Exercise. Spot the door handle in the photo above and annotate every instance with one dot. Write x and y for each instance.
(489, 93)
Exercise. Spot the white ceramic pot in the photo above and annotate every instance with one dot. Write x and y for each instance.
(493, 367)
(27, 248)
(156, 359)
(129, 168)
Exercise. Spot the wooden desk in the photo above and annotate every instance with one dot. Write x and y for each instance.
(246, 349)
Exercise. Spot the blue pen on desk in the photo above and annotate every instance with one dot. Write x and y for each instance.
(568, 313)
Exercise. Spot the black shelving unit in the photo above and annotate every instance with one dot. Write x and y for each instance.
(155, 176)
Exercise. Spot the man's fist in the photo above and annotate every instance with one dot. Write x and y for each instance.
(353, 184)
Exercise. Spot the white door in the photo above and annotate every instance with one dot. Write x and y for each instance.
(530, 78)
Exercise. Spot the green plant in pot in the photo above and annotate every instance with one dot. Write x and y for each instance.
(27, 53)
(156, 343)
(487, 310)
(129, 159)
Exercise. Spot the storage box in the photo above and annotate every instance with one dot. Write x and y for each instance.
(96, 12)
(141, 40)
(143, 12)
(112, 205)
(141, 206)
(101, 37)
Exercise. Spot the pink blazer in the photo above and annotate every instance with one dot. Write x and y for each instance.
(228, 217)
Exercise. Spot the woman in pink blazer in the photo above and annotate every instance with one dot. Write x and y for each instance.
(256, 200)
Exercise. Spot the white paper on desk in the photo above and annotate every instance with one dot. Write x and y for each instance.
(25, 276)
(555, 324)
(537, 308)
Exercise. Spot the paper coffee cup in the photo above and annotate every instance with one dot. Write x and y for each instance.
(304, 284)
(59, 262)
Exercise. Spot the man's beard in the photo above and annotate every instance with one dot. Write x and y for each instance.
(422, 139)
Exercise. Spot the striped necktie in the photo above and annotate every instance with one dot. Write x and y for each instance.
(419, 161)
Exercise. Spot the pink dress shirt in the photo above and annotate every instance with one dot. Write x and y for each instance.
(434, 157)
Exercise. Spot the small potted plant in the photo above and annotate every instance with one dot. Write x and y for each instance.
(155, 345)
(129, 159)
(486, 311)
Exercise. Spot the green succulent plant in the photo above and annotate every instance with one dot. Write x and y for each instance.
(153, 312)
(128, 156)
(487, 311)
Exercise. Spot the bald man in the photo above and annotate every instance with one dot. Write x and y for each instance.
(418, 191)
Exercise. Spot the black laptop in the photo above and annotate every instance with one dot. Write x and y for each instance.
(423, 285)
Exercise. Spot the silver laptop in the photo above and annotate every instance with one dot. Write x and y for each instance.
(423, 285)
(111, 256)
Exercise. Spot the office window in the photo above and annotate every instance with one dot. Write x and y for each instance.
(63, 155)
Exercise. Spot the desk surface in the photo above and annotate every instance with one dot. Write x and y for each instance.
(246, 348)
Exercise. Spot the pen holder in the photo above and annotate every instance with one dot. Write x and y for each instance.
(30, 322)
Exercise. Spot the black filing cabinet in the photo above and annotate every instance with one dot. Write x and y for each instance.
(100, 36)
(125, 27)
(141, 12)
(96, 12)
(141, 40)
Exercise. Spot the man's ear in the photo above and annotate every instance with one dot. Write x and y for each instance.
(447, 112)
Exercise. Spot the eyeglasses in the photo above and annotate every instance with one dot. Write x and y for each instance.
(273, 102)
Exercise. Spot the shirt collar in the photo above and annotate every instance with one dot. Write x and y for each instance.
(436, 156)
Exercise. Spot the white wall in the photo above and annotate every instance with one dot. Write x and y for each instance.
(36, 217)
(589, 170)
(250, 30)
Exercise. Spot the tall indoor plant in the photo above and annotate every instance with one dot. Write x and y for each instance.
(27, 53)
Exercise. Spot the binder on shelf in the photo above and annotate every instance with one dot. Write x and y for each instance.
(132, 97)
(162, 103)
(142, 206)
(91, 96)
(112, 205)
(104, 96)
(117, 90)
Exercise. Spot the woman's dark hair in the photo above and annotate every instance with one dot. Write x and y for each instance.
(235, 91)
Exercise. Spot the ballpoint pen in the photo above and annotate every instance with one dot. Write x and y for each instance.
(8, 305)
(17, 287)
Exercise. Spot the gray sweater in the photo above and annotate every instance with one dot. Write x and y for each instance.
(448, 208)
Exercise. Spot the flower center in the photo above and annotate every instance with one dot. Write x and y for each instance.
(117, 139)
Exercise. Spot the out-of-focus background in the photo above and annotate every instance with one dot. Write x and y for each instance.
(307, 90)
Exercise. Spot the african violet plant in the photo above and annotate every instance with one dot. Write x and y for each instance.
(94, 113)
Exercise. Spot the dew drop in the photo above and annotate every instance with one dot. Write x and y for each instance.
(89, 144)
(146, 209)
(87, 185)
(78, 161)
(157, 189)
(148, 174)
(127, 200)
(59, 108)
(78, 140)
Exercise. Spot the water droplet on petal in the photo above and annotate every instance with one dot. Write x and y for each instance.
****************************************
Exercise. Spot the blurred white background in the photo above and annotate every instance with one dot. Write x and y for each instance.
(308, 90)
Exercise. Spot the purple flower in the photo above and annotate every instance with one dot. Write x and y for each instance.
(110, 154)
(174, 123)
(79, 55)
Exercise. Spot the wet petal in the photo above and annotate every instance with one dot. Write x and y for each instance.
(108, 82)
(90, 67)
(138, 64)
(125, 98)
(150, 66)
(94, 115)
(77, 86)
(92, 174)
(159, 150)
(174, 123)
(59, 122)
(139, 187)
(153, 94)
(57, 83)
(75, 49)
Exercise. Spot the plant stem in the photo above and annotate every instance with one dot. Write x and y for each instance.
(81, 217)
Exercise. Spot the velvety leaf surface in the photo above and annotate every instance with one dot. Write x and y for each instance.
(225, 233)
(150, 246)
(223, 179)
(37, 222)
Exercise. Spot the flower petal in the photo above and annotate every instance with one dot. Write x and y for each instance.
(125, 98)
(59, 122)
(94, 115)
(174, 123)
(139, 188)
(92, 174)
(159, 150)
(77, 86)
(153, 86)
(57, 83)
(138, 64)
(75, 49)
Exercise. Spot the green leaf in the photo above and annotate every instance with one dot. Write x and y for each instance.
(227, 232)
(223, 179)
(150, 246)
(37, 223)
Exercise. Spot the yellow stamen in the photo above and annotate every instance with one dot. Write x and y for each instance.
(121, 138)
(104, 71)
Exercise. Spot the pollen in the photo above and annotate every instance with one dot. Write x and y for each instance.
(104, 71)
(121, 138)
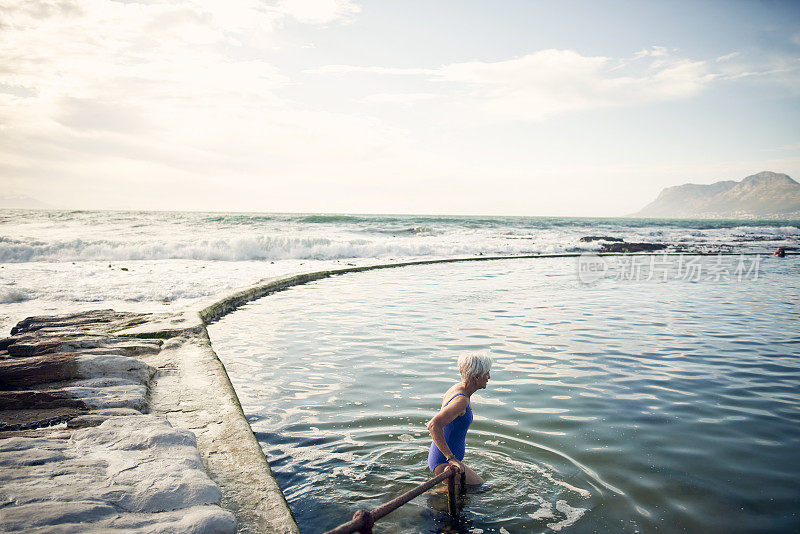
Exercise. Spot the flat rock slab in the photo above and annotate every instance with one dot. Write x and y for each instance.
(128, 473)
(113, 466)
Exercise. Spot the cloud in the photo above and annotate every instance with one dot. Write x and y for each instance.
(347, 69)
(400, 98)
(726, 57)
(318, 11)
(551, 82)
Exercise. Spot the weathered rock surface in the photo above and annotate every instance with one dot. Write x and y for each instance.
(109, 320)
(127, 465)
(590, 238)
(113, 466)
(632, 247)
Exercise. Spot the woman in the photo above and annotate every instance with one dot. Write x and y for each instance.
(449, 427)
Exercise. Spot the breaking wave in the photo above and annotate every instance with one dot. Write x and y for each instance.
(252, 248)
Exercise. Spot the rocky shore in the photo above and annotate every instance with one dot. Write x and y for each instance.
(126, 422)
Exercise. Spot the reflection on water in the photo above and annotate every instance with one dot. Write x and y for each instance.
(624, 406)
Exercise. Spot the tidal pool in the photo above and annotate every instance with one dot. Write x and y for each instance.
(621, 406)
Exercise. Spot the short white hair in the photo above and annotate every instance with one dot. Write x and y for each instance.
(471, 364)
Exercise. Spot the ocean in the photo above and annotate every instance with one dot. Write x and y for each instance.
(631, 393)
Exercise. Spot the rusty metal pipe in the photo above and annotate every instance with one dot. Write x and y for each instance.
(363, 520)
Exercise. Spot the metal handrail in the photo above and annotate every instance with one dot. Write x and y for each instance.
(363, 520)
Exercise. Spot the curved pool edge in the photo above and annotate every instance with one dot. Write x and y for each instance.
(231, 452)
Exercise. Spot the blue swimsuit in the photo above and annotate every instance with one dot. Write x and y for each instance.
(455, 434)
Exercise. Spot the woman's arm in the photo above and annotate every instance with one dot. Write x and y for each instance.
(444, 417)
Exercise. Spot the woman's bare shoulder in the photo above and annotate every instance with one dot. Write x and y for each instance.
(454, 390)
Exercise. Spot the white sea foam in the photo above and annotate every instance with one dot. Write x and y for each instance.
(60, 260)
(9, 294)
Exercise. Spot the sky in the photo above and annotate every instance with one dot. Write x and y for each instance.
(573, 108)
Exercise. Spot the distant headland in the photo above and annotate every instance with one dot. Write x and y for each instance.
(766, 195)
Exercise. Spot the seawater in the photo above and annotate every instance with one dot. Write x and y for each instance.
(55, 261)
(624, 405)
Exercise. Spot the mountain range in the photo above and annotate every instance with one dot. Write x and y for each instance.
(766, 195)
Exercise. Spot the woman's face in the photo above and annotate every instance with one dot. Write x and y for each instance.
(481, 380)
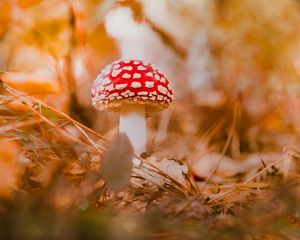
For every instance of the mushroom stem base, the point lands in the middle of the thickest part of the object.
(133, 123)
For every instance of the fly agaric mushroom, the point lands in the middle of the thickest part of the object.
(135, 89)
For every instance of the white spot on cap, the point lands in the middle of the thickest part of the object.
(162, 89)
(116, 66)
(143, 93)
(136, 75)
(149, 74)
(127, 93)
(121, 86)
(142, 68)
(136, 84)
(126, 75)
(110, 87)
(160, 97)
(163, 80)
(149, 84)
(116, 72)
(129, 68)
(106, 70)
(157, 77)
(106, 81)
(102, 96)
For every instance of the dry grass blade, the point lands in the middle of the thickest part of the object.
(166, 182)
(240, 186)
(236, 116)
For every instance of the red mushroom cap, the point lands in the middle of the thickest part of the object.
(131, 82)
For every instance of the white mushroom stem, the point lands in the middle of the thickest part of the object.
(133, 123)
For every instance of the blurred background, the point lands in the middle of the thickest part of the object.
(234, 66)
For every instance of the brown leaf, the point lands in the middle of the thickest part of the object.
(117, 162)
****************************************
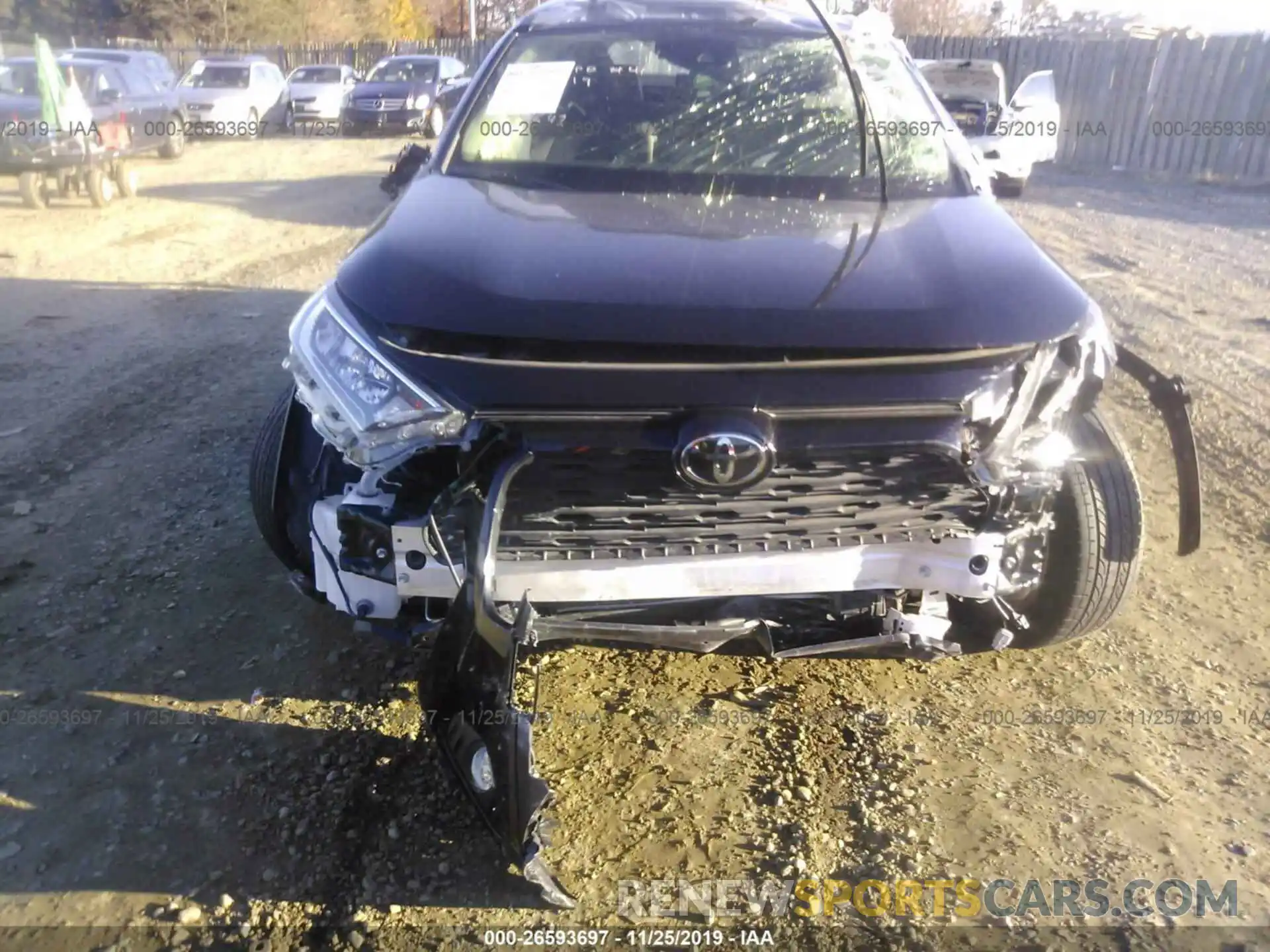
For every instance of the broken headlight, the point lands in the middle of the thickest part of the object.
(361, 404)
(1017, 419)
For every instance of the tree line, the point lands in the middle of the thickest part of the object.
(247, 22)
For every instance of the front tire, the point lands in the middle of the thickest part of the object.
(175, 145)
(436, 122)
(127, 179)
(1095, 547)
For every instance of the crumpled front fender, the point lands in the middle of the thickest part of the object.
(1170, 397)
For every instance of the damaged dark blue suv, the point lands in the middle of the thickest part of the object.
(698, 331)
****************************************
> **Exercise instructions**
Which lines of the rows above contain the string "flower"? Collect each such line in full, and treat uppercase and lowercase as different.

> **Exercise answer**
Exercise. Spot the flower center in the photo above and annotate every instance with one dot. Write x and y for each instance.
Exercise. Spot the purple flower in the photo above and annotate every instance with one dot. Write x and y for each instance.
Exercise. Spot the flower petal in the photo above and annotate every instance with one dot. Write x and y for each instance.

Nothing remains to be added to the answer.